### What is required
The whole of the data is to be reproduced exactly.

### Data supplied
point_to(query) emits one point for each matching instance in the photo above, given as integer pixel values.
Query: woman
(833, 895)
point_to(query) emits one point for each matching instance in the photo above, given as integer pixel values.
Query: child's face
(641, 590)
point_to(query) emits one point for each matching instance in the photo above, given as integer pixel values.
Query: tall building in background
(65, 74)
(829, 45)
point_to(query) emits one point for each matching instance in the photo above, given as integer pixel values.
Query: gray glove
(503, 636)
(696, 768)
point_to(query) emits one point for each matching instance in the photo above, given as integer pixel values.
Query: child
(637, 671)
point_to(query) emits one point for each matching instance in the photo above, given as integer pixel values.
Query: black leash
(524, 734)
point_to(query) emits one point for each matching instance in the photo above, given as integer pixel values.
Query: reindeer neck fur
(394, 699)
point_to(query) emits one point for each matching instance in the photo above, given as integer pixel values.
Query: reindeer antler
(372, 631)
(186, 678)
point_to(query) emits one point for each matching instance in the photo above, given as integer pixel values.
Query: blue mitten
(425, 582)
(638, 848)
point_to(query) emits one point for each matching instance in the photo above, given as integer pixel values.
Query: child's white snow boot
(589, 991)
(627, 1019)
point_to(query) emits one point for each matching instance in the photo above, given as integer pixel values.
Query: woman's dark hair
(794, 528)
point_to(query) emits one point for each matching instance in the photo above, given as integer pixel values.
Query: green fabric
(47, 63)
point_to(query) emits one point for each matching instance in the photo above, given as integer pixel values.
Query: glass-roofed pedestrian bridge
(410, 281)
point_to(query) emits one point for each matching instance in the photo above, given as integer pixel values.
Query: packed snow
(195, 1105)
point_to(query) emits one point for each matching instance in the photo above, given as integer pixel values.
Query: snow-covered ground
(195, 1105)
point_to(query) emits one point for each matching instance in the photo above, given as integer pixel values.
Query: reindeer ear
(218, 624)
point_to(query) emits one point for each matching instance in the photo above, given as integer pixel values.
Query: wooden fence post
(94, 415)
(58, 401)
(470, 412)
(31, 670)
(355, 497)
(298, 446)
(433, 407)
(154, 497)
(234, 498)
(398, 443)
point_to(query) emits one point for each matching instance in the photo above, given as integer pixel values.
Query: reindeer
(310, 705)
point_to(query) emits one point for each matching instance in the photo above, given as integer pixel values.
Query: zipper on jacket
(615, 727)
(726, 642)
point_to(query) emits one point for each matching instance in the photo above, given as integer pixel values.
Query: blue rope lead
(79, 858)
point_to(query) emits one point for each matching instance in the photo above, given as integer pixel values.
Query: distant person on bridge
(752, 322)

### Answer section
point_to(query) emits one point for each matching instance in the photo above, given as integer pixel values.
Query: woman
(833, 895)
point_to(query) emits one point for each matching instance in the photo above, given as integer pixel values.
Query: child's face
(641, 590)
point_to(query) emits one point for each matching instance in the photo above, given as integer pixel values.
Query: tall building in background
(65, 74)
(829, 45)
point_to(query) emits one point for each matching instance in the photo above, given as integer pixel values.
Query: gray glove
(503, 636)
(696, 768)
point_to(query) emits one point for each matching instance in the photo above, given as integer pixel values.
Query: child
(637, 671)
point_to(query) emits one point for each matching instance in the photo above, given as integer pixel values.
Query: black leash
(524, 734)
point_to(query) emits one point for each matching instance in the photo above, given as integer pixel values.
Query: reindeer neck fur
(394, 699)
point_to(query) emits one point for each matching instance in the photo above, given as integer pixel values.
Query: reindeer antler
(372, 631)
(186, 678)
point_to(query) emits one point for each matching instance in the photo above, given as integer pixel values.
Query: blue mitten
(425, 582)
(638, 848)
point_to(query) emits one point for each matching instance in the photo above, given as integer pixel values.
Query: child's white snow boot
(589, 991)
(627, 1019)
point_to(query) emits one point for each matching instance in the photo above, given as integer pixel values.
Query: woman's dark hair
(794, 528)
point_to(query) emits one point for each matching instance in the photo above, given as integer pixel values.
Query: green fabric
(47, 63)
point_to(query) emits one point for each matching instance in the photo above, given as integer pixel values.
Query: glass-roofed pedestrian bridge
(410, 281)
point_to(query) emits one point for each matching instance in the photo above, given as integer pixel values.
Query: packed snow
(195, 1105)
point_to(query) emits one point for each matching instance in the photo above, given as integer pixel values.
Query: snow-covered ground
(195, 1105)
point_to(query) emits one point for each matching instance in the photo above, given as integer pixel values.
Query: reindeer ear
(218, 624)
point_to(query) emits one point for each matching instance in the photo above, given as integer pixel values.
Query: wooden fence post
(94, 415)
(58, 401)
(470, 412)
(31, 670)
(355, 497)
(298, 446)
(433, 407)
(154, 497)
(234, 498)
(398, 443)
point_to(query) emits one point for each matching instance in the photo above, given as integer pixel values.
Query: reindeer
(310, 705)
point_to(query) emits one point for each matching instance in the photo above, given as integer pixel values.
Query: zipper on jacket
(615, 727)
(726, 642)
point_to(query) emits one point for each matching instance in the photo above, given as integer pixel values.
Query: blue rope lead
(79, 858)
point_to(query) emits one point for each matching instance in the photo above, given as integer pixel values.
Query: distant person on bridge
(752, 322)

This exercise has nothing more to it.